From first line to last, transcribe the listing exactly and skip any image.

(Beginning of Records provided)

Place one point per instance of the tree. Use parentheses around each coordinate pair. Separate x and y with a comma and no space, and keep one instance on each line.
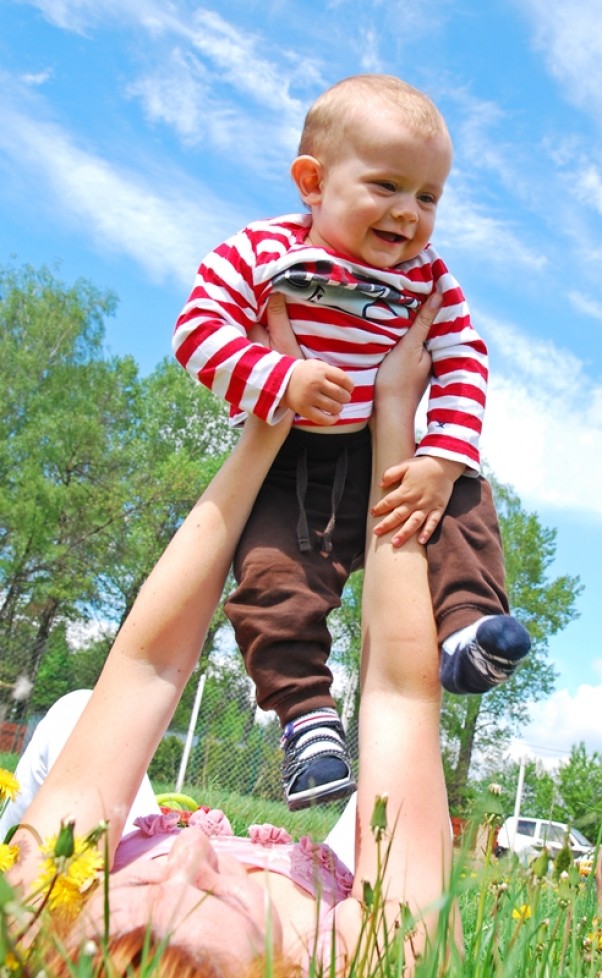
(63,411)
(97,466)
(580,787)
(478,725)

(End of Records provided)

Answer section:
Place one point per instance of the tree. Use parentheses around each coordinate pair. Separate x and y with a comma and no space, and keep one instance on each line.
(63,411)
(97,466)
(580,787)
(478,725)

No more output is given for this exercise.